▶ Outline annotation records:
===============
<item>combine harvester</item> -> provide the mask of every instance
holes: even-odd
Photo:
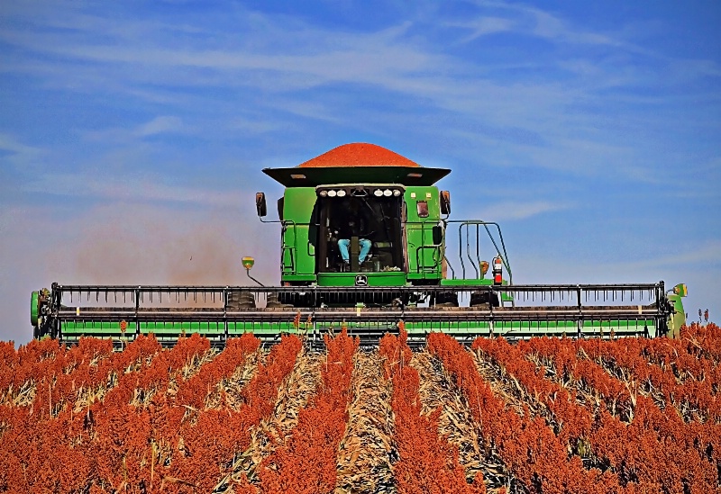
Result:
[[[384,148],[347,144],[297,166],[263,170],[286,187],[280,286],[103,286],[53,283],[33,292],[34,337],[132,341],[153,333],[172,345],[200,333],[222,346],[251,331],[264,341],[308,341],[346,326],[376,345],[403,321],[410,341],[443,331],[478,336],[674,337],[685,323],[683,284],[514,284],[497,223],[450,220],[451,195],[434,184],[450,170],[420,166]],[[342,231],[351,220],[363,231]],[[339,239],[350,252],[344,262]],[[457,242],[450,259],[446,239]],[[360,262],[360,251],[369,256]],[[455,250],[455,249],[453,249]],[[489,272],[489,273],[488,273]]]

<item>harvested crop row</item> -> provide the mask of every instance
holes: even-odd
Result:
[[[659,431],[653,426],[653,417],[662,414],[653,402],[643,396],[629,397],[635,403],[634,419],[630,424],[623,423],[618,418],[611,417],[605,408],[599,410],[595,401],[577,402],[575,394],[566,391],[571,387],[561,386],[558,381],[552,382],[552,380],[546,379],[549,373],[545,367],[536,369],[524,358],[532,349],[539,349],[539,353],[543,355],[552,355],[552,350],[544,347],[557,348],[561,350],[560,353],[563,355],[562,373],[568,374],[576,366],[572,360],[574,357],[562,352],[565,349],[562,344],[548,338],[519,342],[515,346],[510,346],[503,340],[477,341],[474,346],[476,344],[482,346],[501,364],[508,366],[512,373],[521,376],[520,381],[526,390],[536,392],[552,412],[549,421],[554,426],[563,425],[565,428],[566,424],[573,425],[573,420],[577,420],[576,425],[585,425],[571,429],[565,435],[565,439],[570,440],[574,453],[583,455],[592,466],[609,467],[609,471],[618,476],[624,487],[642,491],[670,492],[683,490],[684,486],[694,491],[713,489],[715,481],[707,462],[702,461],[692,449],[682,448],[679,445],[665,445],[659,439]],[[570,341],[566,344],[573,345],[575,343]],[[580,369],[585,371],[591,368],[583,365]],[[572,379],[572,375],[569,377]],[[578,417],[581,416],[588,418],[587,424],[578,421]],[[597,419],[593,420],[592,418]],[[560,432],[559,436],[561,436],[562,429]],[[639,448],[639,445],[643,445],[643,449]],[[666,468],[658,469],[653,462],[648,461],[649,457],[658,459]],[[670,475],[670,472],[674,473]]]
[[[380,340],[379,354],[385,357],[386,378],[393,381],[392,408],[395,414],[394,440],[398,460],[394,464],[396,487],[400,494],[485,493],[479,472],[472,484],[458,461],[458,450],[439,436],[438,422],[443,409],[423,415],[418,396],[420,378],[410,367],[412,353],[403,324],[399,336],[387,334]]]
[[[491,489],[510,485],[503,462],[488,448],[488,442],[480,436],[463,393],[443,373],[443,364],[427,352],[419,352],[414,354],[411,366],[418,371],[420,377],[421,413],[428,415],[443,409],[439,434],[458,449],[459,463],[465,470],[466,481],[472,482],[480,472]]]
[[[392,467],[391,382],[383,378],[378,352],[356,353],[353,399],[338,452],[335,494],[395,492]]]
[[[506,409],[479,374],[473,358],[453,338],[428,337],[428,348],[443,363],[455,384],[466,394],[481,432],[522,484],[534,492],[616,493],[623,491],[614,475],[587,471],[580,459],[567,459],[566,448],[541,418],[529,419]]]
[[[324,337],[326,359],[321,364],[321,382],[298,422],[258,469],[263,493],[330,492],[335,489],[335,458],[348,418],[353,355],[359,341],[345,329],[335,337]],[[251,490],[246,486],[246,490]]]

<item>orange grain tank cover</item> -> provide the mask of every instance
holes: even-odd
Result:
[[[407,157],[375,144],[353,142],[298,165],[299,168],[326,166],[420,166]]]

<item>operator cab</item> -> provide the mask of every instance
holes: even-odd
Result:
[[[404,271],[403,187],[347,185],[316,187],[317,273]],[[349,263],[338,241],[349,240]],[[359,263],[362,239],[369,255]]]

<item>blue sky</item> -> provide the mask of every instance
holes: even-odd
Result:
[[[348,142],[452,168],[516,283],[686,283],[718,321],[721,6],[591,4],[3,2],[0,338],[53,281],[277,282],[260,169]]]

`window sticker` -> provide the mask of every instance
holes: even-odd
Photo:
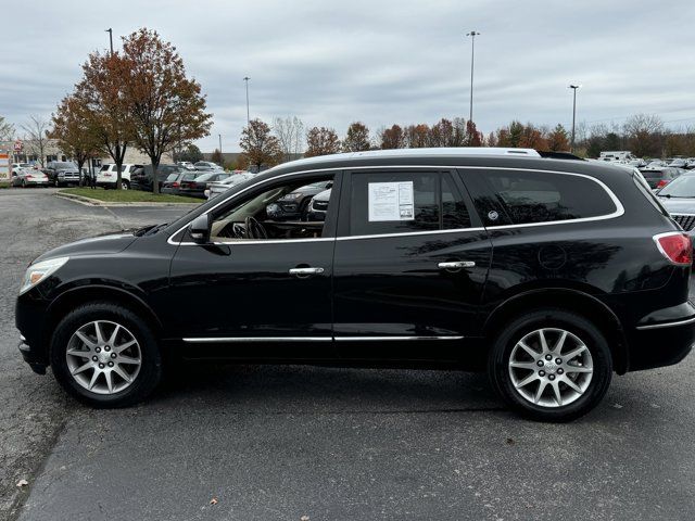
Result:
[[[370,182],[369,221],[415,220],[413,181]]]

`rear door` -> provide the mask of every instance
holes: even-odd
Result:
[[[353,170],[333,260],[333,334],[346,359],[463,358],[479,331],[492,249],[460,179]]]

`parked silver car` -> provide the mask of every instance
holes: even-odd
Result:
[[[253,179],[257,174],[252,174],[250,171],[243,171],[241,174],[233,174],[229,176],[227,179],[222,181],[215,181],[210,183],[210,188],[205,190],[205,196],[207,199],[213,199],[219,195],[220,193],[225,193],[231,187],[236,187],[237,185],[242,183],[243,181],[248,181],[249,179]]]
[[[48,187],[51,183],[48,176],[36,168],[17,168],[12,170],[13,187]]]

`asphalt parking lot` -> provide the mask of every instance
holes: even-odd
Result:
[[[193,366],[137,407],[77,405],[16,351],[27,263],[185,208],[51,192],[0,190],[0,519],[695,519],[695,355],[563,425],[424,370]]]

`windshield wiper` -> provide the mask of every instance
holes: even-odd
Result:
[[[148,230],[146,230],[146,232],[143,233],[143,236],[153,236],[154,233],[156,233],[157,231],[160,231],[162,228],[166,228],[167,226],[169,226],[168,223],[162,223],[160,225],[154,225],[153,227],[149,228]]]

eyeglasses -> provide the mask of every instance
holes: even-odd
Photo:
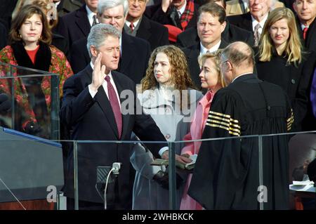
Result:
[[[136,1],[138,1],[140,5],[143,5],[147,2],[147,0],[129,0],[129,3],[136,3]]]

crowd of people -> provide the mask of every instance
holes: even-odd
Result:
[[[96,169],[114,162],[107,209],[168,209],[168,169],[152,164],[177,141],[177,163],[198,156],[192,172],[176,172],[176,209],[258,209],[262,185],[264,209],[289,208],[291,136],[262,148],[242,137],[316,130],[316,0],[8,1],[0,76],[11,77],[0,93],[14,98],[16,130],[49,138],[54,100],[60,139],[150,141],[79,144],[79,209],[104,209]],[[20,67],[57,74],[59,98],[50,76]],[[235,138],[199,140],[224,137]],[[74,209],[74,152],[62,147]]]

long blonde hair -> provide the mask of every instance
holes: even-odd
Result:
[[[271,11],[263,27],[259,44],[259,60],[270,61],[272,56],[273,41],[269,29],[276,22],[286,19],[289,29],[289,37],[287,41],[284,53],[287,57],[287,64],[294,63],[297,66],[302,61],[302,44],[298,36],[295,16],[287,8],[278,8]]]

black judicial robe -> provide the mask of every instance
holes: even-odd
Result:
[[[293,121],[284,91],[254,74],[240,76],[218,91],[202,138],[235,138],[202,143],[189,195],[206,209],[258,209],[258,187],[265,185],[263,209],[287,209],[288,137],[263,137],[260,182],[258,138],[241,136],[286,133]]]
===============
▶ AIM OF THE EXERCISE: Reproduce only the lines between the line containing "long blonde hair" and the last line of the records, those two lines included, exactly.

▶ WORKED SOLUTION:
long blonde hair -> provide the mask of every instance
holes: even-odd
Result:
[[[271,11],[263,27],[259,44],[259,60],[270,61],[272,56],[273,41],[269,29],[276,22],[286,19],[289,29],[289,37],[287,41],[284,53],[287,57],[287,64],[294,63],[297,66],[302,61],[302,44],[298,36],[295,16],[287,8],[278,8]]]

black judicial robe -> provide the mask of every instance
holes: even-odd
Result:
[[[293,121],[284,91],[254,74],[240,76],[218,91],[202,138],[235,138],[202,143],[189,195],[206,209],[258,209],[258,187],[265,185],[263,209],[287,209],[288,137],[263,137],[260,182],[258,138],[241,136],[286,133]]]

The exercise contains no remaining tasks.